- [Actions to take]
1. In the passwords text, what kind of passwords does the generate_password method produce?
2. Reproduce the passage of the passwords text starting with "A password should" and going on through "and requires numbers)".

- [Article]
____

The passwords from b-r-oleary

Passwords

I am someone who for a long time made minor variations to the same password each time i needed to create or change a password. In an effort to improve my password hygiene, I created a small python module that establishes a framework for creating methods that can be used for generating random strings.

A password should meet the following criteria

it should meet the requirements of the platform that requires a password (which more and more often requires a minimum certain length, requires capital letters, and requires numbers)
it should be memorable to the user (so it should include phrases that can be easily remembered)
it should be strong against dictionary-style password attacks (it should include defects in words)

Example Methods

Within this module I have prepared two methods that generate random strings:

generate_password - generates camel-case passwords with phrases from movie reviews with a single character defect and an integer tail
uuid4 - generates a uuid according this specification, version 4

Since this module creates a framework within which to design methods for generating random strings, the uuid4 method is a good example of a different type of random string that can be generated using the frameword created for paswords.

____

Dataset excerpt
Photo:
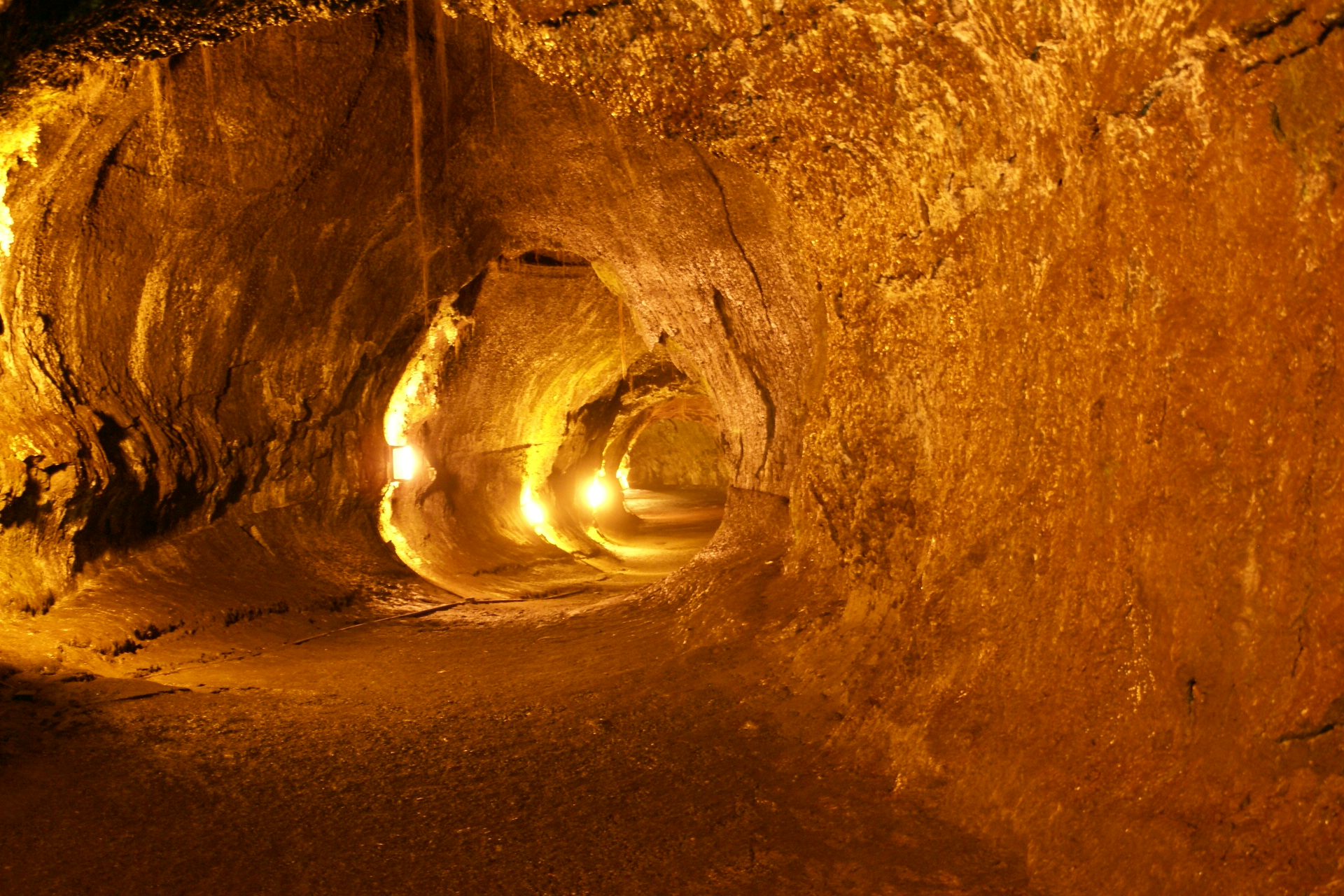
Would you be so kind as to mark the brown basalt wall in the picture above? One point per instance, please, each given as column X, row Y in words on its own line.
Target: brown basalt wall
column 1077, row 451
column 1068, row 510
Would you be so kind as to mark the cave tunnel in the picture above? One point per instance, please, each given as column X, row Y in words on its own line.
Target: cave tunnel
column 671, row 448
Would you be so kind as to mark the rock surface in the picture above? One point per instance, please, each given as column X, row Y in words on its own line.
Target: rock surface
column 1030, row 312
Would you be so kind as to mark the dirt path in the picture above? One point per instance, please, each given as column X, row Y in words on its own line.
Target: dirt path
column 540, row 747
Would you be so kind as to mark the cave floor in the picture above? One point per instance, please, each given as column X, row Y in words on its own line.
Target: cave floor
column 566, row 746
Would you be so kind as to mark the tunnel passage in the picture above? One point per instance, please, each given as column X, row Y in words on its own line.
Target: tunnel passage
column 519, row 416
column 270, row 289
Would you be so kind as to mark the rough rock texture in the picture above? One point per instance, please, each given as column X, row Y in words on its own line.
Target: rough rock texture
column 676, row 453
column 1068, row 514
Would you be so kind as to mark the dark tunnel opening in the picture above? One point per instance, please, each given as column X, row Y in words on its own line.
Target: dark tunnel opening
column 671, row 448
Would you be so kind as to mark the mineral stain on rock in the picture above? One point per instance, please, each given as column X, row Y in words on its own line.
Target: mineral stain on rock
column 853, row 448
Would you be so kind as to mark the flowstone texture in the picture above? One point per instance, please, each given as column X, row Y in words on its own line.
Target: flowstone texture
column 1021, row 324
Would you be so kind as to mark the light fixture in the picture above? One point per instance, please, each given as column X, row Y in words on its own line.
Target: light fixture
column 405, row 463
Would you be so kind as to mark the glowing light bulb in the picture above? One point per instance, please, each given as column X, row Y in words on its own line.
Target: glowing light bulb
column 533, row 511
column 597, row 491
column 405, row 463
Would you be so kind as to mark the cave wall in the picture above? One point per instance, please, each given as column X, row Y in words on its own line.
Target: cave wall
column 676, row 453
column 1068, row 511
column 216, row 281
column 1077, row 454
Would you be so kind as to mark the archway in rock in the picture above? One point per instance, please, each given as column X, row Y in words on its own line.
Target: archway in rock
column 511, row 428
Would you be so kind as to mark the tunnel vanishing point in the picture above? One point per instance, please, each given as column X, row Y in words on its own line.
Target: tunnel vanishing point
column 671, row 447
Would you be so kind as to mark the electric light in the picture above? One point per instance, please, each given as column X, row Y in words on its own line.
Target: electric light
column 533, row 511
column 597, row 491
column 405, row 463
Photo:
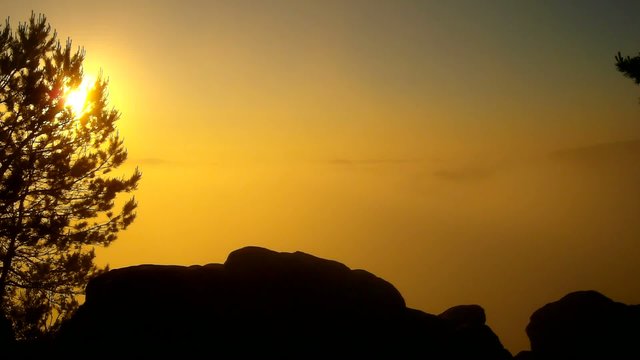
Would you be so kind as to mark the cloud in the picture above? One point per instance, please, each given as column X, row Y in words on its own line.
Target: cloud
column 373, row 161
column 463, row 174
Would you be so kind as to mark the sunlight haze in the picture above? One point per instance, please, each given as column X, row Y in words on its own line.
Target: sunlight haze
column 468, row 152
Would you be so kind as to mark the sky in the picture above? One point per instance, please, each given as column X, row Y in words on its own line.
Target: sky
column 481, row 152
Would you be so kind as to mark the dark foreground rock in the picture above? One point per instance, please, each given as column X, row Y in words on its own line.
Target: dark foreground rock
column 584, row 325
column 265, row 304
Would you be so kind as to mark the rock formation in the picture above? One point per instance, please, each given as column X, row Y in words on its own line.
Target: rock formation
column 267, row 304
column 584, row 325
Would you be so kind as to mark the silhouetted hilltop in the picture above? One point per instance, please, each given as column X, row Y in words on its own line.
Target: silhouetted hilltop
column 267, row 304
column 584, row 325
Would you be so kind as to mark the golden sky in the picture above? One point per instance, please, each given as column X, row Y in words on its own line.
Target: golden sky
column 415, row 139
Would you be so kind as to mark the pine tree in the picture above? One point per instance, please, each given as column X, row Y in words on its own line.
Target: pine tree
column 629, row 67
column 57, row 197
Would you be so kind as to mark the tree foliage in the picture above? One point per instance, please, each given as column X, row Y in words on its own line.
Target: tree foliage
column 629, row 67
column 57, row 196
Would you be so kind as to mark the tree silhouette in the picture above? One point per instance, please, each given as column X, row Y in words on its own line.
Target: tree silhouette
column 629, row 67
column 56, row 198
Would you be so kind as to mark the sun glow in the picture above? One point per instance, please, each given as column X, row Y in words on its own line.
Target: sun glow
column 76, row 98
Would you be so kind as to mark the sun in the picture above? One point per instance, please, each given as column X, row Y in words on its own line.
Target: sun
column 76, row 98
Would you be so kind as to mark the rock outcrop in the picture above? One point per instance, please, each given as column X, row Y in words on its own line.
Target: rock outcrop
column 267, row 304
column 584, row 325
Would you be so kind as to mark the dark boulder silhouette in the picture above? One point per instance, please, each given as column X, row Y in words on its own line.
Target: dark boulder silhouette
column 471, row 335
column 584, row 325
column 267, row 304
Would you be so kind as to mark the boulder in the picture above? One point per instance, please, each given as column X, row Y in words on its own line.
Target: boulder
column 261, row 303
column 584, row 325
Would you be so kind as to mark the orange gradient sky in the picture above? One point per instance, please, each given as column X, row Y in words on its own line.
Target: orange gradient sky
column 415, row 139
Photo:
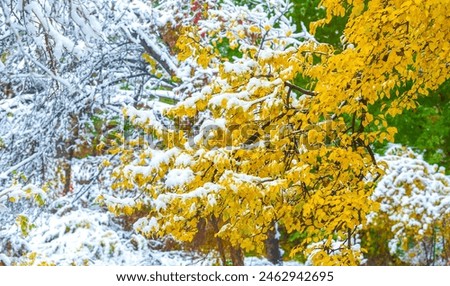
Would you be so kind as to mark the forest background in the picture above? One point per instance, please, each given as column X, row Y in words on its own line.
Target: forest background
column 224, row 132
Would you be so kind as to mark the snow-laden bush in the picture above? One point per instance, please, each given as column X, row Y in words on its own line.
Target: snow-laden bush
column 414, row 213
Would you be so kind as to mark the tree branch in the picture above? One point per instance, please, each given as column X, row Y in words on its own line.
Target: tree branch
column 300, row 89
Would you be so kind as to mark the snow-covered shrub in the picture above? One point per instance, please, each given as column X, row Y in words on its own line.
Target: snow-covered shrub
column 414, row 213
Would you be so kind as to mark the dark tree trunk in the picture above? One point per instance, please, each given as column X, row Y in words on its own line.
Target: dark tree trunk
column 272, row 244
column 237, row 257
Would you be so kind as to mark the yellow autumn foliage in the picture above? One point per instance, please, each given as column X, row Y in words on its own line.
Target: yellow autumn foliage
column 273, row 153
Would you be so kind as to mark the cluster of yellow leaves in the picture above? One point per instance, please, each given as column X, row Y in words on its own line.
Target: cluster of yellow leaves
column 273, row 153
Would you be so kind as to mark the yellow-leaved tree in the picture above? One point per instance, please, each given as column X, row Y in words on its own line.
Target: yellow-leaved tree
column 248, row 152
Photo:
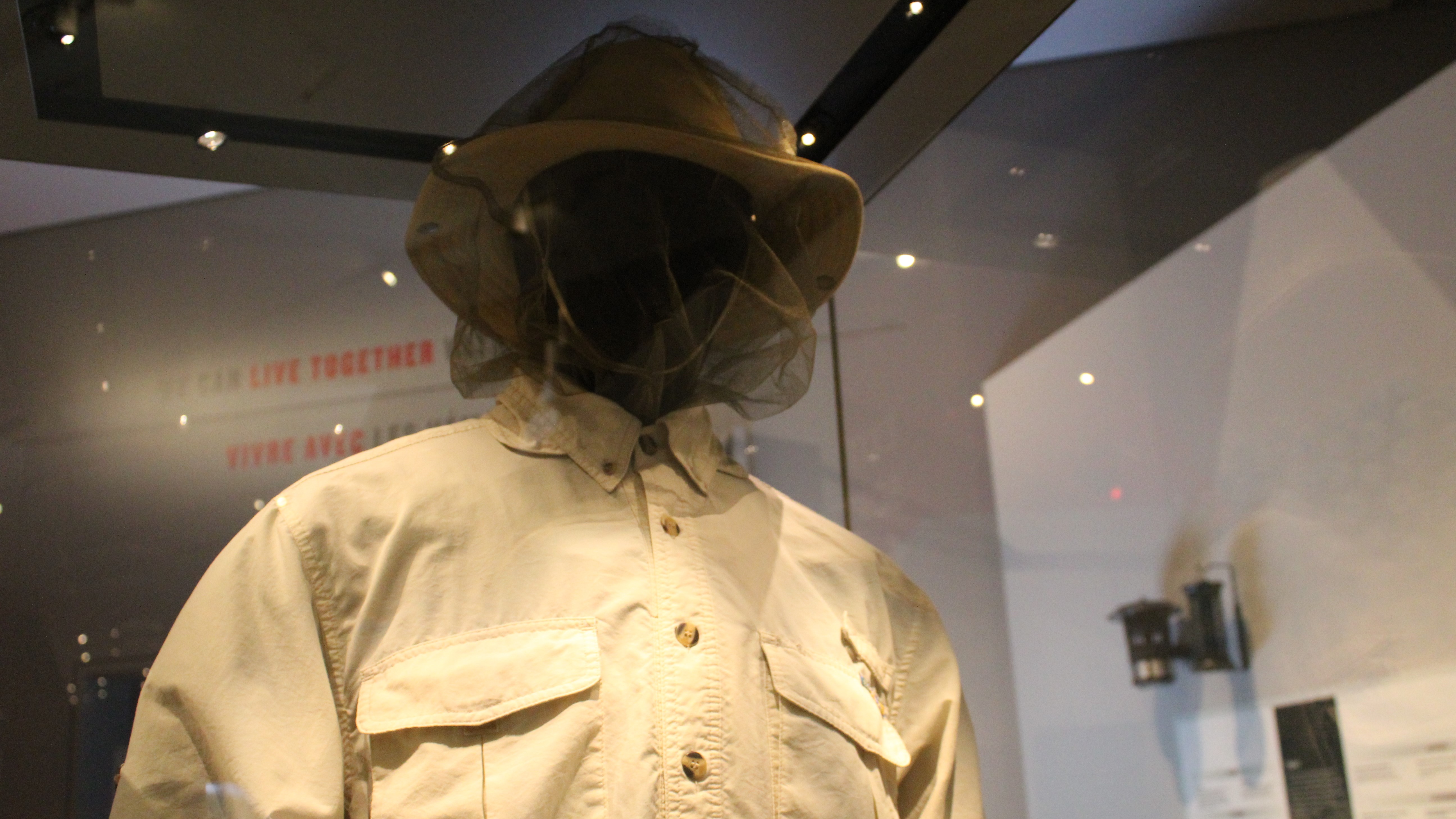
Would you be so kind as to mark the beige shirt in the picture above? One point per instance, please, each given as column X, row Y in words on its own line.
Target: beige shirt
column 549, row 611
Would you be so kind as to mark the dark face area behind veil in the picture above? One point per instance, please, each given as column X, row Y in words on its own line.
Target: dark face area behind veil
column 631, row 260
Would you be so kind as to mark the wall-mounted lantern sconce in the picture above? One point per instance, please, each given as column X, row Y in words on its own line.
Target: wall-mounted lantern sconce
column 1155, row 638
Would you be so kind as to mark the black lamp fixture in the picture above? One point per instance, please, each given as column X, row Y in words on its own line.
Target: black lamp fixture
column 1157, row 638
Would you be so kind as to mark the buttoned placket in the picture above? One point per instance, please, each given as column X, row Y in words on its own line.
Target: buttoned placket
column 688, row 671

____

- [Response list]
1. Camel-case passwords with phrases from movie reviews, a single character defect, and an integer tail.

2.
A password should meet the following criteria

it should meet the requirements of the platform that requires a password (which more and more often requires a minimum certain length, requires capital letters, and requires numbers)